Volume, variety and velocity define what the technology toolset must address to enable FS businesses to establish organizational trust and harness the innovation possibilities of big data. To maximize value from big data, FS companies should begin their big data initiatives by agreeing on the business objectives they are trying to accomplish.  Business objectives should govern the area where Big Data should apply. This helps to scope the data collection effort and prevents gathering and managing data that is not needed or usable.

Existing and upcoming regulations are also a key driver for much of the big data activity within FS companies. These regulations are putting greater emphasis on firms to increase governance, transparency and risk reporting, driving the need to go beyond traditional data analysis.

Beyond what is required for regulatory compliance, FS companies should define their own customer-focused data policy to serve as a strict guideline for data management.  Having such a policy in place will help to achieve big data’s intended value.

From a  technology perspective, big data has the potential to substantially lower the total cost of ownership of technology solutions. Most big data technologies rely on inexpensive, commoditized hardware and therefore scale rapidly and very economically. They also make use of open source software avoiding licensing fees. This aspect in turn lowers the barriers to adoption and incorporation of analytics throughout an organization.

More broadly, finding the actual financial value of the data (ROI) can be a challenge. Value definition can be done using mathematical assumptions or real calculations where the component values are available. If  structured properly, the ROI computation can be used to determine the big data value in respect to the data owner’s relative  configuration and monetary data asset value, thus removing the arbitrary aspect of “It Depends.” It is also beneficial to determine the breakeven price point on the purchase of new hardware and software, resource allocations, and project priorities.

To reduce capital expenditures and risk, many FS firms are looking to the Cloud. End-to-end Cloud-based analytics solutions such as Capgemini’s Elastic Analytics enable FS firms to take full advantage of a consumption-based model while maintaining the same look and feel to applications as if they were running in their own data centers. For organizations that are struggling with the deluge of data and the ability to rapidly respond to new demand for insight from their business users, Cloud offers FS firms a way to access an end-to-end Business Intelligence and Big Data Analytics solution with a much shorter ‘time-to-value’.

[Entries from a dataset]
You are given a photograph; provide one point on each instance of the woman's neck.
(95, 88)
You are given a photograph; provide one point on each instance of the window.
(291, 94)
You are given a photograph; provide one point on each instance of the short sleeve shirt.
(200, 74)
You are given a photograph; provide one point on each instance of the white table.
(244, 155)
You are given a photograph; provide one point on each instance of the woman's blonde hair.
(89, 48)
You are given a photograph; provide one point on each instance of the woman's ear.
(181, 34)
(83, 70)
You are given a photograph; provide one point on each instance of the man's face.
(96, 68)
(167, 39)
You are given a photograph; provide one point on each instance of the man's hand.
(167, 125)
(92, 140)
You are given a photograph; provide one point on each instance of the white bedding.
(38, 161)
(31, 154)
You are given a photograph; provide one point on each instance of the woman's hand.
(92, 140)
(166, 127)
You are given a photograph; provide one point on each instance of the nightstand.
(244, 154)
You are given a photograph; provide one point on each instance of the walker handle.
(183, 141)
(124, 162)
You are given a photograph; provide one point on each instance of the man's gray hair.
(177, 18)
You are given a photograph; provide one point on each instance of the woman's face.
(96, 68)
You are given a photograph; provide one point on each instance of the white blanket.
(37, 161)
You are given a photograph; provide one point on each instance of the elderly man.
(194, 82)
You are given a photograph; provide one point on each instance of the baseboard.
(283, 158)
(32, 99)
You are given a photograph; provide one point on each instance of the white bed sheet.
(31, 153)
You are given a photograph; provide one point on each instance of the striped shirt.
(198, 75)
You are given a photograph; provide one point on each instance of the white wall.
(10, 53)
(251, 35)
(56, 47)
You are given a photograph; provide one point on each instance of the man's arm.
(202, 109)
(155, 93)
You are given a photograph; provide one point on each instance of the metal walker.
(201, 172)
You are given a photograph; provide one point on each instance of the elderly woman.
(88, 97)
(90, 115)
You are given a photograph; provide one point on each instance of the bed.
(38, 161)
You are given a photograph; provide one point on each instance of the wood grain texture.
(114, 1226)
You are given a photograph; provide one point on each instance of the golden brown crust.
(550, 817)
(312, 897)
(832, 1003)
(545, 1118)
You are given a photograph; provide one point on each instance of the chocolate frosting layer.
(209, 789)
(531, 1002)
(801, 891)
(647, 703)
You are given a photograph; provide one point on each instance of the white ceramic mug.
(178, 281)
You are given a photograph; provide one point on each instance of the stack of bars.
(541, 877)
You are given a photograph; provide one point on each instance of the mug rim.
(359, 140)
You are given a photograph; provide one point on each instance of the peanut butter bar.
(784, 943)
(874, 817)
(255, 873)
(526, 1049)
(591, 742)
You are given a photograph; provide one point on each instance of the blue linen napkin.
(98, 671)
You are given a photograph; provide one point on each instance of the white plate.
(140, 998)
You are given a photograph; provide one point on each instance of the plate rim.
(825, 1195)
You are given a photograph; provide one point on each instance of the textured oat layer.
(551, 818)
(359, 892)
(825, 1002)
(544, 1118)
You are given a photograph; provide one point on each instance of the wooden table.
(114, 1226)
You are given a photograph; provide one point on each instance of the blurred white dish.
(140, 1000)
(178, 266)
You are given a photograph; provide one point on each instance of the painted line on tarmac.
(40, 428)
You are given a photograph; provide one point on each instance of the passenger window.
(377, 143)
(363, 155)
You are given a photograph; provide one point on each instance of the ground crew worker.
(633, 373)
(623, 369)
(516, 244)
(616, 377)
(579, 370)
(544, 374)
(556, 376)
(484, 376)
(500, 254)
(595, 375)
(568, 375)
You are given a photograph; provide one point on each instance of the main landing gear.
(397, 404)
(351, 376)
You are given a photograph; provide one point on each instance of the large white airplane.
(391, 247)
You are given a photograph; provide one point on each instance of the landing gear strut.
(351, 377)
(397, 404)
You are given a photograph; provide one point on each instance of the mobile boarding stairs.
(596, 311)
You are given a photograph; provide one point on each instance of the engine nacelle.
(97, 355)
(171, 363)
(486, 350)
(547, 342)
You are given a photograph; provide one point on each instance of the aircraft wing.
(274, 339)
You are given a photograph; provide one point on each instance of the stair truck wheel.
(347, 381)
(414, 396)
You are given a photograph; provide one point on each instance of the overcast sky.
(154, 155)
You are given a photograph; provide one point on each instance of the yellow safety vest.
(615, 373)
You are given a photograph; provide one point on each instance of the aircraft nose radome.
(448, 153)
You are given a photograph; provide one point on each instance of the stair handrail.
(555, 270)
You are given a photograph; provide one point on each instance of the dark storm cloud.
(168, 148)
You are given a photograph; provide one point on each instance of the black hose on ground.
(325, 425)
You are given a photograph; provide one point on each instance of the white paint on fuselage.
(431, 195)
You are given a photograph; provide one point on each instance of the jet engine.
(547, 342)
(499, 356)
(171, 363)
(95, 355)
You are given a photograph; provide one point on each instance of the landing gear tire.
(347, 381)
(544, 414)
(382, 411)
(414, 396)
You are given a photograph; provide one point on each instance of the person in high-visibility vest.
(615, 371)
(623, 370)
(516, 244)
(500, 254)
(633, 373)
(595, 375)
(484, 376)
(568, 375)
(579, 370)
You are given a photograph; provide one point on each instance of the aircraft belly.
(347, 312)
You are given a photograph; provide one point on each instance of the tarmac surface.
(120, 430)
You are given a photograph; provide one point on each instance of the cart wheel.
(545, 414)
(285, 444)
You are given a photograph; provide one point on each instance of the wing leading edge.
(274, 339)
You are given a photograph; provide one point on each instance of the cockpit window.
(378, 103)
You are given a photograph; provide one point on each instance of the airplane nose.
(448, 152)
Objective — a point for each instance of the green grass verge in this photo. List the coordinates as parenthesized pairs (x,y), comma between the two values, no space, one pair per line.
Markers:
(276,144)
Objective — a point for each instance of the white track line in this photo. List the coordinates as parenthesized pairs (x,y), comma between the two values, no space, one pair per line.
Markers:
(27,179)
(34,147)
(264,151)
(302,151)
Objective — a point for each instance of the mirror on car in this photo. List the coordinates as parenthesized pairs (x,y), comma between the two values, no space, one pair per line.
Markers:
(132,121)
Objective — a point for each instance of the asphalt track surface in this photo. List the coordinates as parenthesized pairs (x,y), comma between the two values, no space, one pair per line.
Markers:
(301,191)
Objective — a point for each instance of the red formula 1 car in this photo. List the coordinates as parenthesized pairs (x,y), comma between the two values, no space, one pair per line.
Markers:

◆ What is needed
According to the passage on big data in financial services, what should FS companies agree on when beginning their big data initiatives?

◆ Written reply
They should agree on the business objectives they are trying to accomplish.